_Tarefa pedida A_
Separe todas as linhas mais abaixo que contêm a palavra "cabin".

Muito se tem falado e se tem ouvido sobre o projeto de atualização e reforma do Código Civil, sobretudo após a entrega oficial do Anteprojeto de Lei nas mãos do Senador Rodrigo Pacheco, ocorrida no dia 17 de abril.
A periodicidade dos artigos publicados nesta coluna tem sido de suma importância para trazer alguns esclarecimentos quanto a pontos que vêm sendo discutidos, desde então, em Congressos, palestras e em salas de aula dos cursos de Direito.
Importante frisar que não é um Anteprojeto de um “Novo Código Civil”. Mesmo que o número de artigos apresentado possa, aos olhos de alguns, representar uma modificação bastante extensa a ponto de poder ser tida como um novo diploma, essencial ressaltar que muitas das modificações propostas foram, apenas e tão somente, adequações do texto legal ao mandamento constitucional de igualdade, mormente porque o projeto do Código Civil de 2002 já tramitava quando da promulgação da Constituição Federal, sendo esperado que as atualizações feitas por emenda pudessem deixar escapar, como ocorreu em vários dispositivos, discriminações não mais aceitas, desde 1988, em que pese a aprovação do texto civil tenha se dado mais de uma década depois.
Focando no Direito de Família, um dos livros com grande número de atualizações propostas, podemos dar como exemplo a discriminação com relação aos filhos adotivos, como aquela que proíbe o casamento do “adotado com o filho do adotante” (artigo 1.521, V, do Código Civil). Ora, o que seriam estes se não irmãos?

[Registros de anotação de posição]
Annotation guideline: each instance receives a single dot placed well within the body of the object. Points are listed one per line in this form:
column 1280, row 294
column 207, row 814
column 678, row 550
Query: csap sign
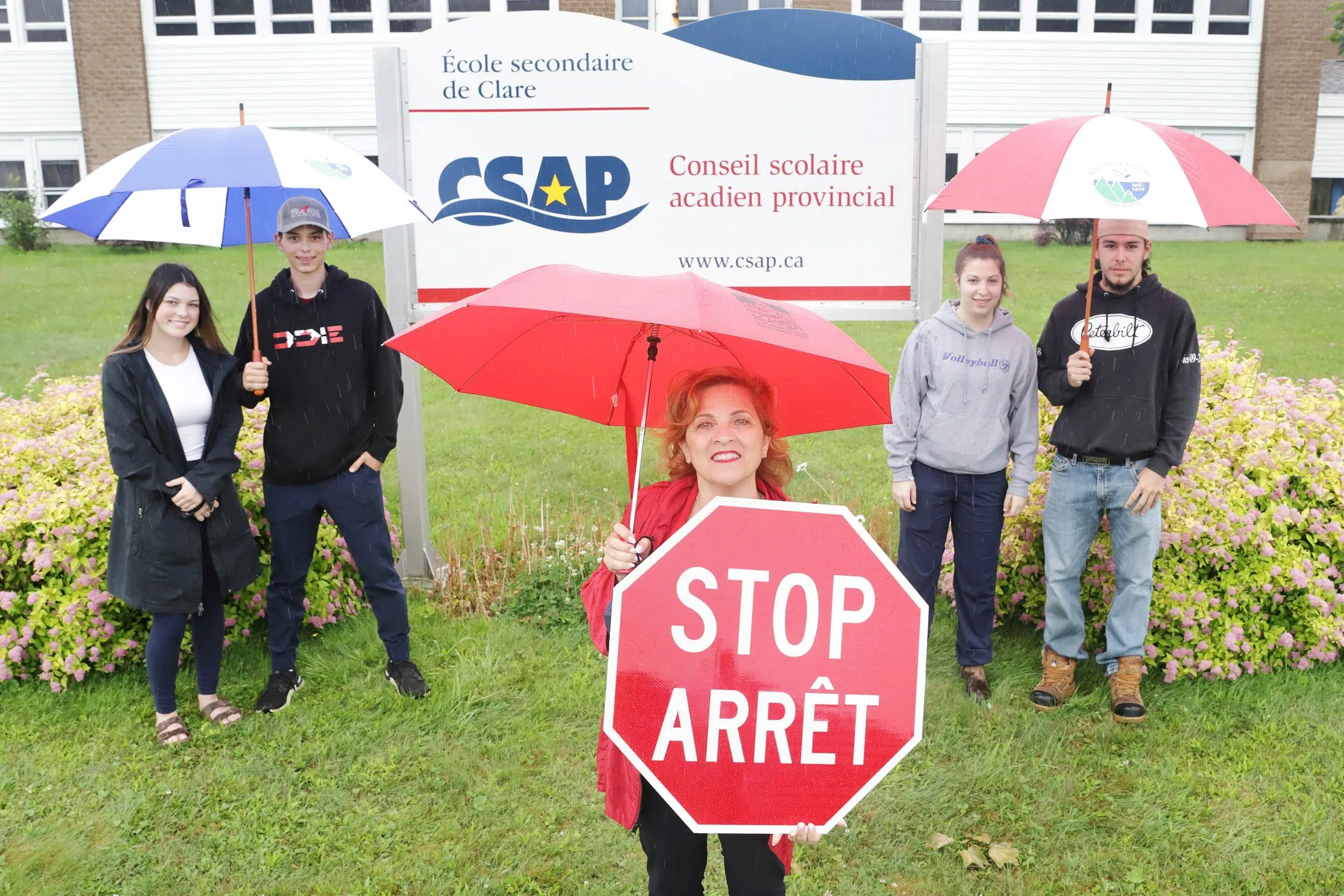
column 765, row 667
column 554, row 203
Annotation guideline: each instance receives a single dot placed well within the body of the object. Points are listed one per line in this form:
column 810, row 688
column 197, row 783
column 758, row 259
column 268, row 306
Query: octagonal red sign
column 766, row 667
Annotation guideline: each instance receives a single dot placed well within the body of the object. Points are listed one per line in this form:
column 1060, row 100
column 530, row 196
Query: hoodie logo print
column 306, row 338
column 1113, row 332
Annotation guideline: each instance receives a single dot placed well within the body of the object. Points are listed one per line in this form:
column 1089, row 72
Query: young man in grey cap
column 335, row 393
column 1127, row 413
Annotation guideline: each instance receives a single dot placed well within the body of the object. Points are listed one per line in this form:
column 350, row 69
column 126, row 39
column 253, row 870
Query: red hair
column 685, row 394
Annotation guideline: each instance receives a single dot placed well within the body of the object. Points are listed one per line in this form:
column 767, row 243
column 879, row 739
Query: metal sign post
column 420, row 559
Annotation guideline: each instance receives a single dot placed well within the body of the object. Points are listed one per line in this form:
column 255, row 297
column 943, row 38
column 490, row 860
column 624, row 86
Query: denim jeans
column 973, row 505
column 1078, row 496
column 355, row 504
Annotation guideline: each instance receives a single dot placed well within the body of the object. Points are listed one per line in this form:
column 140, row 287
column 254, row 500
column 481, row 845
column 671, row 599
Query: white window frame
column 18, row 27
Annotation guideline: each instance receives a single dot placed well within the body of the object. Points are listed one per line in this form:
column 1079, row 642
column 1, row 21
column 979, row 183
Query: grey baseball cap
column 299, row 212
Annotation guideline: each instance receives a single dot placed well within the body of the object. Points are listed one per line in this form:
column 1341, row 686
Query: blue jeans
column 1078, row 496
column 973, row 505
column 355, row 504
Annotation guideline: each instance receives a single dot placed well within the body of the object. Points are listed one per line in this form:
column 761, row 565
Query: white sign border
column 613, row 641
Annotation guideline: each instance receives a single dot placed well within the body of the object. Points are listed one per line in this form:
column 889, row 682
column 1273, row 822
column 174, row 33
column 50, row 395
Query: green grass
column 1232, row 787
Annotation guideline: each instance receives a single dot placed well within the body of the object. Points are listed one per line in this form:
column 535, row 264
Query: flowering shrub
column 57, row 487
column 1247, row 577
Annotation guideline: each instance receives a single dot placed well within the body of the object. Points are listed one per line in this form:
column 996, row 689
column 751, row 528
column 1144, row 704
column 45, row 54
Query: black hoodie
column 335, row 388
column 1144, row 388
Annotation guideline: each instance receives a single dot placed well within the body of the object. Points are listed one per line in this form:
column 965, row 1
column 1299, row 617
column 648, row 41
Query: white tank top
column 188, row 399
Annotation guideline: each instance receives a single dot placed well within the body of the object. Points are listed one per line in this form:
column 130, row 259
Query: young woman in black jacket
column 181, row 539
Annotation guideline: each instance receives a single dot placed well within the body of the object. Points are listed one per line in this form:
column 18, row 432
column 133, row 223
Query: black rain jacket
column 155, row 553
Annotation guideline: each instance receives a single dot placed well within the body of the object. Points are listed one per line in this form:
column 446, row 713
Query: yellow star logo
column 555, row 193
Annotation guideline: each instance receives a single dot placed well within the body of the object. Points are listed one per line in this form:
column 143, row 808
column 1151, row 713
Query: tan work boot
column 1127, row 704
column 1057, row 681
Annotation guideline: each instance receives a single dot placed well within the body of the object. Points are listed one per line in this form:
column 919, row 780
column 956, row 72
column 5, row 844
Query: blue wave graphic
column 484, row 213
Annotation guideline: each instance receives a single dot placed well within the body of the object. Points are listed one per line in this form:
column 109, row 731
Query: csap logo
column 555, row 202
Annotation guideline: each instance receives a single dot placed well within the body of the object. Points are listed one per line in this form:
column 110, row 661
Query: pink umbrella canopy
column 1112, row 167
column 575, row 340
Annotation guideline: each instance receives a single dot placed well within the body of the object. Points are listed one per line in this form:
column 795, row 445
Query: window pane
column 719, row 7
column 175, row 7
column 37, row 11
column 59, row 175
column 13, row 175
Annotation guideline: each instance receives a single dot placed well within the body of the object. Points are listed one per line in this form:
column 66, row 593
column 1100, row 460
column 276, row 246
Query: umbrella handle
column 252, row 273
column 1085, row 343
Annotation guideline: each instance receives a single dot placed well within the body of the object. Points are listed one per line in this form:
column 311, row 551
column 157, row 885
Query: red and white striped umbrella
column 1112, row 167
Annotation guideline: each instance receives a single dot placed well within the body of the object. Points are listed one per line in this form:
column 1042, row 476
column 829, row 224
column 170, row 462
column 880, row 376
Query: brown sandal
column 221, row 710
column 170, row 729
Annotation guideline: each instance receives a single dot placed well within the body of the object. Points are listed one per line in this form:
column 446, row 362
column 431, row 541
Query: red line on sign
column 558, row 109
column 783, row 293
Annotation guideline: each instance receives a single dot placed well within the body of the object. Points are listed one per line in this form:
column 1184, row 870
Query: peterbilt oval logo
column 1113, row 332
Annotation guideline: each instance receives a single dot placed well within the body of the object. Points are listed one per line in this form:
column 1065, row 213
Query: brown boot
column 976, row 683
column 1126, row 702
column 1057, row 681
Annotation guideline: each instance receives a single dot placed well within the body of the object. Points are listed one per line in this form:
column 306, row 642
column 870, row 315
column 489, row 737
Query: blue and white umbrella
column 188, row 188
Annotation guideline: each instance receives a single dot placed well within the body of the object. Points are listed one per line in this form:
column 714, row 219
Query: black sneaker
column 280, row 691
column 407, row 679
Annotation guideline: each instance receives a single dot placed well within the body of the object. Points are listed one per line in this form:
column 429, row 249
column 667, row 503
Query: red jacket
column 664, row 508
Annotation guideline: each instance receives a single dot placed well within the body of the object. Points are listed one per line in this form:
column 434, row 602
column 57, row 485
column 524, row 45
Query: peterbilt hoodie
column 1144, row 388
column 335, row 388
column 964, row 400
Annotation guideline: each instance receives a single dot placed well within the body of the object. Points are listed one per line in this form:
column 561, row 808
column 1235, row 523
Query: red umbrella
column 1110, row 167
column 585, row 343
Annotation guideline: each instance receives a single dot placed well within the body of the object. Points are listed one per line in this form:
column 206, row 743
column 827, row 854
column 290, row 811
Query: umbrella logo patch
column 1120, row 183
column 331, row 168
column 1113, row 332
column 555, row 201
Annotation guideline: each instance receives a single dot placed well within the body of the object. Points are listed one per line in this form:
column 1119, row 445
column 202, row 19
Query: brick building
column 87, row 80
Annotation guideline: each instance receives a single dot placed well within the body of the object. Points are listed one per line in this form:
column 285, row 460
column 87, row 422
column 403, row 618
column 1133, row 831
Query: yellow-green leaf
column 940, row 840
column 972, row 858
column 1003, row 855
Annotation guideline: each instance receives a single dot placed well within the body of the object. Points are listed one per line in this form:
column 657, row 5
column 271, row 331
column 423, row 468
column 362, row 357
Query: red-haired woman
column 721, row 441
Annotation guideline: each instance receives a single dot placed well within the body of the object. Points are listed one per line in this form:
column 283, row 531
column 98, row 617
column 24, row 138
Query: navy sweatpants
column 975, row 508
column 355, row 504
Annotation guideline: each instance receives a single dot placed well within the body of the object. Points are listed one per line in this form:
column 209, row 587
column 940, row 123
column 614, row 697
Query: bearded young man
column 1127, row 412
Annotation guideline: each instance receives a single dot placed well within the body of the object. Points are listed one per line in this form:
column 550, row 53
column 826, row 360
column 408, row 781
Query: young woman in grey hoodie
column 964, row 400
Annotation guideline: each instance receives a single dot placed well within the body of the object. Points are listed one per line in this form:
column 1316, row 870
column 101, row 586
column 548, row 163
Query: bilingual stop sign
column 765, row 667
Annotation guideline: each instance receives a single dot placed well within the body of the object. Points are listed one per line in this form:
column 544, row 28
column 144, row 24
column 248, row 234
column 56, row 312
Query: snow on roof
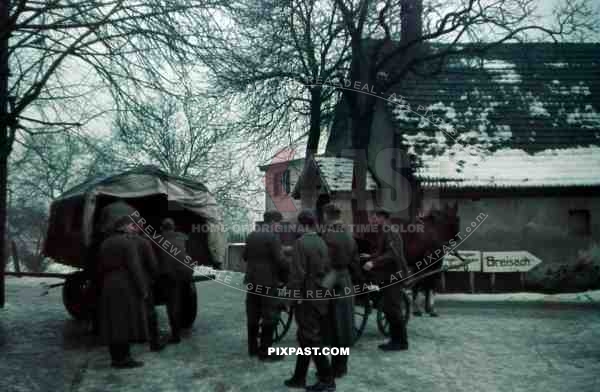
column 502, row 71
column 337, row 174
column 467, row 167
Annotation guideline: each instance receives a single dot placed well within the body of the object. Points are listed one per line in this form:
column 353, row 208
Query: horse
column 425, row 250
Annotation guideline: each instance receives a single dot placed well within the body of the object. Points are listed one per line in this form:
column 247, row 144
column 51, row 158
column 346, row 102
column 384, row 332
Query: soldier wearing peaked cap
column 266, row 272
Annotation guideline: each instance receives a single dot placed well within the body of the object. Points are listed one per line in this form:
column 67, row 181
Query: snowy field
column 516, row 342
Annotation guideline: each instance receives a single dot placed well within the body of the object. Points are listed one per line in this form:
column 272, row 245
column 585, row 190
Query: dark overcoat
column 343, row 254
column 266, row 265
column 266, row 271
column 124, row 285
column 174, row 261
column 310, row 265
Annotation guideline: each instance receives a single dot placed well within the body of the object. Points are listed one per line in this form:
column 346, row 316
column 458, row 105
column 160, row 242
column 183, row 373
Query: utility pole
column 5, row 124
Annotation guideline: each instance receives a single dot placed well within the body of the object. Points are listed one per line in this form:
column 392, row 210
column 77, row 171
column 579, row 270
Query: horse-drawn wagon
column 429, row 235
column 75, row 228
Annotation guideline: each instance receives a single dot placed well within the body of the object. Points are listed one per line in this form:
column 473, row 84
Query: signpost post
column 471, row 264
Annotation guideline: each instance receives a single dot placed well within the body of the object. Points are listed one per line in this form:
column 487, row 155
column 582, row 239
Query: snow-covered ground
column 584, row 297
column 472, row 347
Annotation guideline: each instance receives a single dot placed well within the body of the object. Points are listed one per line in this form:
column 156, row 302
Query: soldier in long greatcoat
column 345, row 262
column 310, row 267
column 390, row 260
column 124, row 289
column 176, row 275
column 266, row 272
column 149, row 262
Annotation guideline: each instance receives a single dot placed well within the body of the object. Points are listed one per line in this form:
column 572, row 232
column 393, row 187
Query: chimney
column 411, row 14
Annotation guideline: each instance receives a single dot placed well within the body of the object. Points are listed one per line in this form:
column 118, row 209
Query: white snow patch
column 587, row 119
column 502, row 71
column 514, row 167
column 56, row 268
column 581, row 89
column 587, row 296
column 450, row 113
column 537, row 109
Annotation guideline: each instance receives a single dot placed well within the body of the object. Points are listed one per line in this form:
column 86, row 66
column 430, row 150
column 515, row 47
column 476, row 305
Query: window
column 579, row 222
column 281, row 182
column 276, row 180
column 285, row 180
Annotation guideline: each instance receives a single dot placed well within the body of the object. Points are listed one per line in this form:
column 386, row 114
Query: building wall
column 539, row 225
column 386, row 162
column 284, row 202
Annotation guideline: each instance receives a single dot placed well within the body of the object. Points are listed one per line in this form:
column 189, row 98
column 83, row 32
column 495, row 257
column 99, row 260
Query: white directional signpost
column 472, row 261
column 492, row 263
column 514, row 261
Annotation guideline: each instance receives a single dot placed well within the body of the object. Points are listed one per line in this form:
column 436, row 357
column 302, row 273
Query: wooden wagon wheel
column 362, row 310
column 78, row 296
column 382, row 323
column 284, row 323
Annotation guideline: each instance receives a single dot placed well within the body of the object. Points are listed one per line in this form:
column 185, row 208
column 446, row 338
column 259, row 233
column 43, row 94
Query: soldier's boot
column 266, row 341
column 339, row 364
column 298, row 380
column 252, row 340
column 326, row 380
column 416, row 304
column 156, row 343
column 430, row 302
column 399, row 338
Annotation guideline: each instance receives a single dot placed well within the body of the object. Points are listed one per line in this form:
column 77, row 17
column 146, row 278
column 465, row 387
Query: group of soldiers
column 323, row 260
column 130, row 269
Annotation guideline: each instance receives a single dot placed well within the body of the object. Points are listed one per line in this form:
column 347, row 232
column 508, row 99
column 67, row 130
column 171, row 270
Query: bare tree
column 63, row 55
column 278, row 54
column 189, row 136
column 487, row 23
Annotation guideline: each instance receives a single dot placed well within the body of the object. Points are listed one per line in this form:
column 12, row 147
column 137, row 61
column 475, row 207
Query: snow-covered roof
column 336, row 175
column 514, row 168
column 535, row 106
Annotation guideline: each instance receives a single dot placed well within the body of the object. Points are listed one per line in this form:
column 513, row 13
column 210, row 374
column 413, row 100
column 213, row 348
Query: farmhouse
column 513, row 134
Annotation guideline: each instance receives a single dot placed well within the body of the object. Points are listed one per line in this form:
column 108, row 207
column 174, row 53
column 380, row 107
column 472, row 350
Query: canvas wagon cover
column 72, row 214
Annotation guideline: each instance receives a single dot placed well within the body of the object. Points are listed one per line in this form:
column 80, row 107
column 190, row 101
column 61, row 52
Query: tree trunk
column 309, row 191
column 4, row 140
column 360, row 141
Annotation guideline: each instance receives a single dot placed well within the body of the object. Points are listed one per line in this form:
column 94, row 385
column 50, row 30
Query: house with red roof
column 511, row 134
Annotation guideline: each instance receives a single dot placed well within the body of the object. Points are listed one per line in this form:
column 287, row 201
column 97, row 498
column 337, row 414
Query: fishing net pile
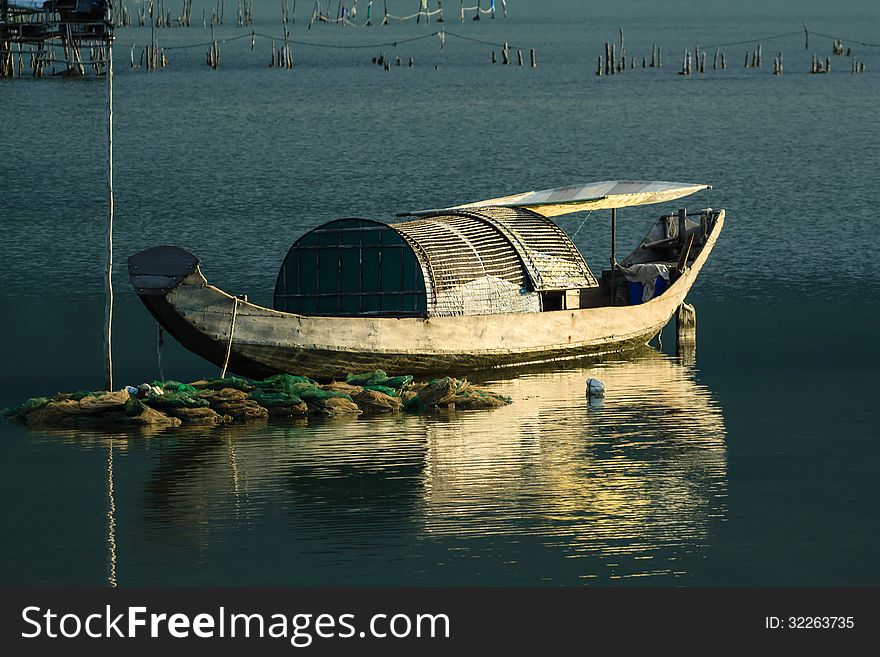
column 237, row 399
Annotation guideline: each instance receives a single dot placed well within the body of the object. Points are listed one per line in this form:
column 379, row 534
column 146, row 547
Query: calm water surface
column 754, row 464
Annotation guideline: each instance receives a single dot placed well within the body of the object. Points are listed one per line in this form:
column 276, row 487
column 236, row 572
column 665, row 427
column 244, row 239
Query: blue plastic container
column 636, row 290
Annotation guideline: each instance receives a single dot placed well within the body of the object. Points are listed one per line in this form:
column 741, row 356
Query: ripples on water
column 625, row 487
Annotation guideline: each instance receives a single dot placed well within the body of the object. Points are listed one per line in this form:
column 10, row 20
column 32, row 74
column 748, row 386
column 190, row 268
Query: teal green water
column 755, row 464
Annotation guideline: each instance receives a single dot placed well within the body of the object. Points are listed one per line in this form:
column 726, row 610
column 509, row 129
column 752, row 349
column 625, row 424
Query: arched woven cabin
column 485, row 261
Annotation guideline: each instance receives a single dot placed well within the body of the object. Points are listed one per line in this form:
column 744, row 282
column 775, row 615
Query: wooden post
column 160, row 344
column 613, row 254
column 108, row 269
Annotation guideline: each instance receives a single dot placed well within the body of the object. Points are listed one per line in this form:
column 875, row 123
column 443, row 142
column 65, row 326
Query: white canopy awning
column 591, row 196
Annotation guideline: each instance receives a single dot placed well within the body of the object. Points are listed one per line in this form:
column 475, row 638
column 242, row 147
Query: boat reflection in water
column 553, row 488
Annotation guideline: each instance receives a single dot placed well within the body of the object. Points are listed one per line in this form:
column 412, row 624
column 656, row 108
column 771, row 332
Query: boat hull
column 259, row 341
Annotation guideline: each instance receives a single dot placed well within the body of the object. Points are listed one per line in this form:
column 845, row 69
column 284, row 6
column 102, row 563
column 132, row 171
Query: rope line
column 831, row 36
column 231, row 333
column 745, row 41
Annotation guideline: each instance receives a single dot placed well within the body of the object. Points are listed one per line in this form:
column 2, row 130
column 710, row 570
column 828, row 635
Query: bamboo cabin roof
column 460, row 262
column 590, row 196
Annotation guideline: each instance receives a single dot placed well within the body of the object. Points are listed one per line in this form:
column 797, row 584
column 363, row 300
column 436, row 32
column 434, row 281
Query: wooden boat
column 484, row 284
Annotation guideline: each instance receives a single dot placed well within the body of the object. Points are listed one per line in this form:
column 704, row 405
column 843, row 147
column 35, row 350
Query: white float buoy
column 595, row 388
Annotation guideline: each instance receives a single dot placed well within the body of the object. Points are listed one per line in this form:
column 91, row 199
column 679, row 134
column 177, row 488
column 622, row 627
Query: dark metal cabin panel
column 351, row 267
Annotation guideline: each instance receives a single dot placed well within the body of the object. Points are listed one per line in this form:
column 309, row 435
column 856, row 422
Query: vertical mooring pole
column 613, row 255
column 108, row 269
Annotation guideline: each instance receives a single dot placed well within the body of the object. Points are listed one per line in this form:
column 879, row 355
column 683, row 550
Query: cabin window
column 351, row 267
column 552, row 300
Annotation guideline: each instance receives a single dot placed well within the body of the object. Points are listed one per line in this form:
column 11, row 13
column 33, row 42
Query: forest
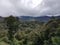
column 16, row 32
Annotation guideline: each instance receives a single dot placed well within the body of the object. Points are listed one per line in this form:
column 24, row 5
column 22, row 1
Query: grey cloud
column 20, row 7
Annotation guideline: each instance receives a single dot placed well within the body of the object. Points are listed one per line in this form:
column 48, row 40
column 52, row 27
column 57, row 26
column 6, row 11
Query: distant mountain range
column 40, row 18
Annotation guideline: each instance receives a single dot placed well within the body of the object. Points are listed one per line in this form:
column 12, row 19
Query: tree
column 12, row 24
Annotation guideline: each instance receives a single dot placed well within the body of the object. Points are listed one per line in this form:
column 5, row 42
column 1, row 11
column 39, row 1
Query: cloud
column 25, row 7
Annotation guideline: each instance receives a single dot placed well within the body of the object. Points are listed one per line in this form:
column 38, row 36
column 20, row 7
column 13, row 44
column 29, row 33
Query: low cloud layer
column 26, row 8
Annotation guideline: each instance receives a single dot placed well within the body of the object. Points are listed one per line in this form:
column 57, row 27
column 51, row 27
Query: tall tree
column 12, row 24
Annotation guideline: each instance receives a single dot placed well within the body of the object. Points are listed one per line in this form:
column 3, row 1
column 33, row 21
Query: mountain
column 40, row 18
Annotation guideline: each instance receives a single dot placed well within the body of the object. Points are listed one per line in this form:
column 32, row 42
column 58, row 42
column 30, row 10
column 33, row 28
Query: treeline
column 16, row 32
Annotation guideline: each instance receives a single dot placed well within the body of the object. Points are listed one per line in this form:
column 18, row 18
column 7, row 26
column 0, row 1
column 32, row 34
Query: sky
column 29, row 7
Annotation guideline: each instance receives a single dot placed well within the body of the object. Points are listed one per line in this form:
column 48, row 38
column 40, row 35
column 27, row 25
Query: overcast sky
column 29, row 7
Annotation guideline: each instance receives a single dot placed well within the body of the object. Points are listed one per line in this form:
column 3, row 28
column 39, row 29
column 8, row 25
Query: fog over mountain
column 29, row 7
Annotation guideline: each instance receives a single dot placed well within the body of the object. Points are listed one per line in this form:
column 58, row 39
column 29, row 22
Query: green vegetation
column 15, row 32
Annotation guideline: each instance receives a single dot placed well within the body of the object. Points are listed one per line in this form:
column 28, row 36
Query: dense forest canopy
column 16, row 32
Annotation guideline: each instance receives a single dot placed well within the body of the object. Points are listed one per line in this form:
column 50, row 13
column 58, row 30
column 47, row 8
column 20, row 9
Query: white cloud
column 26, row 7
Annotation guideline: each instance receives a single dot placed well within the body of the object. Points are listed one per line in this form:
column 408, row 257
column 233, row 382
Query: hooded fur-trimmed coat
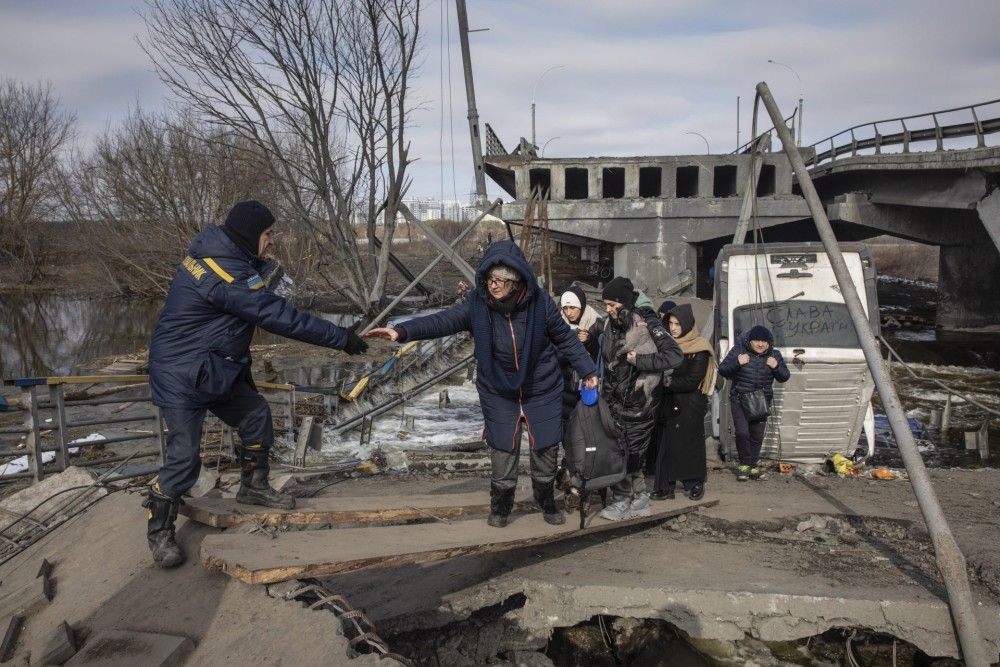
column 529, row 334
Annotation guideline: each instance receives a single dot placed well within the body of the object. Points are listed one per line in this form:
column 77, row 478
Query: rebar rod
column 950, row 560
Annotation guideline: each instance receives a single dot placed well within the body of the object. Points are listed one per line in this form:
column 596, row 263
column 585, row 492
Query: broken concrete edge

_Tarefa pedida B_
Segundo o trecho, em que dia o Anteprojeto de Lei foi entregue oficialmente ao Senador Rodrigo Pacheco?

_Solução escrita A_
Query: arched woven cabin
Query: bamboo cabin roof
Query: dark metal cabin panel
Query: cabin window

_Solução escrita B_
No dia 17 de abril.